» Task description
Set out every line of the data below as a Markdown table with the columns Row and Line, numbering the rows and leaving out any blank lines.

» Extracted records
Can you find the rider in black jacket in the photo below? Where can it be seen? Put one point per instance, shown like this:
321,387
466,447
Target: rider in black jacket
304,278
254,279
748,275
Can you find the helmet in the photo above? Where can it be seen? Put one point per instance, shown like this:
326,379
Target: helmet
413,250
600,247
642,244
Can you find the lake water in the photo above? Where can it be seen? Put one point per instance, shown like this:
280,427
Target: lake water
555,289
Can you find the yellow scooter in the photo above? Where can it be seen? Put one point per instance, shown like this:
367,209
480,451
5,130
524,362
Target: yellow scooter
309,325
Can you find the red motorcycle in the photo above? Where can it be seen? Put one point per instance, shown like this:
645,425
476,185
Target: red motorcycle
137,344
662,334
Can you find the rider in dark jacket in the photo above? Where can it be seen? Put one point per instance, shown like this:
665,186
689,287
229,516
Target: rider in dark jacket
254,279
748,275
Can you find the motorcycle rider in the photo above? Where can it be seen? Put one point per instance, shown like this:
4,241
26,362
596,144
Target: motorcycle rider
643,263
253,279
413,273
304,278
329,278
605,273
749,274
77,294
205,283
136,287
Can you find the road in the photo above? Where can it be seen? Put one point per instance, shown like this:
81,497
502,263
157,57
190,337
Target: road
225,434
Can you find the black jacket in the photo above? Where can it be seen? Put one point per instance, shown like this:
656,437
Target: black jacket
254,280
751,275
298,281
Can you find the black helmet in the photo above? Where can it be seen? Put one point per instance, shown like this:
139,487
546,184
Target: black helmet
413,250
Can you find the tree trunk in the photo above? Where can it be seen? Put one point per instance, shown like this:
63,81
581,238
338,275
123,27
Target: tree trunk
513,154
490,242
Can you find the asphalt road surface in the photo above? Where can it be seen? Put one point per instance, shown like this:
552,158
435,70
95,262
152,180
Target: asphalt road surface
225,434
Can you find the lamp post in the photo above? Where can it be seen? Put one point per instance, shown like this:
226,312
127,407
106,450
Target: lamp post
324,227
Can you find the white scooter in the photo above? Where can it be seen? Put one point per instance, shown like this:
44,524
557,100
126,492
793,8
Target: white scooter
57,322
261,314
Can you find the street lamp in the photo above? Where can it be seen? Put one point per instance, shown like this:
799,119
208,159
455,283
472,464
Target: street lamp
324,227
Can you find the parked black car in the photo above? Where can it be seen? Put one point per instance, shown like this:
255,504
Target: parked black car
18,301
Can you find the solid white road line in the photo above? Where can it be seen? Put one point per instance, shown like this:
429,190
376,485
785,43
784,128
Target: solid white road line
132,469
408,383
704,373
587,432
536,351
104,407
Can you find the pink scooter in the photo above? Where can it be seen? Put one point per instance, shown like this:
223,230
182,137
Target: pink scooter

» Finished task
| Row | Line |
|---|---|
| 1 | Can you find the rider in black jacket in the photo below? Where can it be seen? Put one point per instance, shown like this: |
| 2 | 321,387 |
| 3 | 466,447 |
| 4 | Target: rider in black jacket |
| 5 | 304,278 |
| 6 | 254,279 |
| 7 | 748,275 |
| 8 | Can you find the helmet in the photo above? Where can it be seen? Put one point per instance, shown like this: |
| 9 | 326,379 |
| 10 | Target: helmet |
| 11 | 413,250 |
| 12 | 600,247 |
| 13 | 642,244 |
| 14 | Can you find the lake water in the photo above? Where can it be seen? Put one point per instance, shown like this: |
| 15 | 280,427 |
| 16 | Target: lake water |
| 17 | 555,289 |
| 18 | Can you find the yellow scooter in the photo above? Where can it be seen? Put one point per instance, shown like this: |
| 19 | 367,209 |
| 20 | 480,451 |
| 21 | 5,130 |
| 22 | 524,362 |
| 23 | Target: yellow scooter |
| 24 | 309,325 |
| 25 | Can you find the red motorcycle in the photo above? Where can it be seen? Put one point per instance, shown like this: |
| 26 | 645,425 |
| 27 | 476,185 |
| 28 | Target: red motorcycle |
| 29 | 137,344 |
| 30 | 662,334 |
| 31 | Can you find the rider in dark jacket in the photo above? Where can it be seen? Put one point per instance, shown like this: |
| 32 | 665,186 |
| 33 | 689,287 |
| 34 | 229,516 |
| 35 | Target: rider in dark jacket |
| 36 | 254,279 |
| 37 | 748,275 |
| 38 | Can you find the motorcycle rider in the photo above? Where can it be seen? Put one point per instance, shown like this: |
| 39 | 4,241 |
| 40 | 26,362 |
| 41 | 596,144 |
| 42 | Target: motorcycle rider |
| 43 | 643,263 |
| 44 | 253,279 |
| 45 | 413,273 |
| 46 | 304,278 |
| 47 | 329,278 |
| 48 | 605,273 |
| 49 | 749,274 |
| 50 | 77,294 |
| 51 | 205,283 |
| 52 | 136,287 |
| 53 | Can you find the road in the photo above? Where can it be seen? Put one point per instance, shown like this: |
| 54 | 81,497 |
| 55 | 502,263 |
| 56 | 157,57 |
| 57 | 190,337 |
| 58 | Target: road |
| 59 | 225,434 |
| 60 | Can you find the black jacket in the photo above? Where can it be seen? Put one point per instance, shown like this: |
| 61 | 656,437 |
| 62 | Target: black jacket |
| 63 | 254,280 |
| 64 | 751,275 |
| 65 | 298,281 |
| 66 | Can you find the black helmet in the photo above? Where can it be seen? Put one point per instance, shown like this: |
| 67 | 139,487 |
| 68 | 546,184 |
| 69 | Target: black helmet |
| 70 | 413,250 |
| 71 | Can you find the tree trunk in the photo above? Where can it be seen? Put one point per instance, shown like this: |
| 72 | 63,81 |
| 73 | 581,238 |
| 74 | 338,275 |
| 75 | 123,27 |
| 76 | Target: tree trunk |
| 77 | 513,154 |
| 78 | 490,242 |
| 79 | Can you find the asphalt road surface in the photo above? Where can it be seen? Put one point per instance, shown like this: |
| 80 | 552,158 |
| 81 | 435,70 |
| 82 | 95,262 |
| 83 | 152,180 |
| 84 | Target: asphalt road surface |
| 85 | 225,434 |
| 86 | Can you find the lamp post in the photo above? Where can it be seen? Put one point per instance, shown like this: |
| 87 | 226,312 |
| 88 | 127,407 |
| 89 | 106,450 |
| 90 | Target: lamp post |
| 91 | 324,227 |
| 92 | Can you find the white scooter in the photo above? Where can it be seen? Put one point per instance, shown like this: |
| 93 | 44,524 |
| 94 | 557,100 |
| 95 | 126,492 |
| 96 | 793,8 |
| 97 | Target: white scooter |
| 98 | 57,322 |
| 99 | 261,314 |
| 100 | Can you find the street lamp in the photo above? Where can it be seen? Put one point per instance, shown like this: |
| 101 | 799,119 |
| 102 | 208,159 |
| 103 | 455,283 |
| 104 | 472,464 |
| 105 | Target: street lamp |
| 106 | 324,227 |
| 107 | Can you find the parked black car in the photo above? Where can it be seen? Put one point per instance, shown like this: |
| 108 | 255,504 |
| 109 | Target: parked black car |
| 110 | 18,301 |
| 111 | Can you find the solid white road line in the photo above? Where can it be seen? Put one point per instance, shown like this: |
| 112 | 429,190 |
| 113 | 376,485 |
| 114 | 785,43 |
| 115 | 784,128 |
| 116 | Target: solid white road line |
| 117 | 132,469 |
| 118 | 408,383 |
| 119 | 704,373 |
| 120 | 587,432 |
| 121 | 536,351 |
| 122 | 104,407 |
| 123 | Can you find the pink scooter in the photo above? Where can it be seen? Put one point per instance, shown like this: |
| 124 | 223,230 |
| 125 | 182,137 |
| 126 | Target: pink scooter |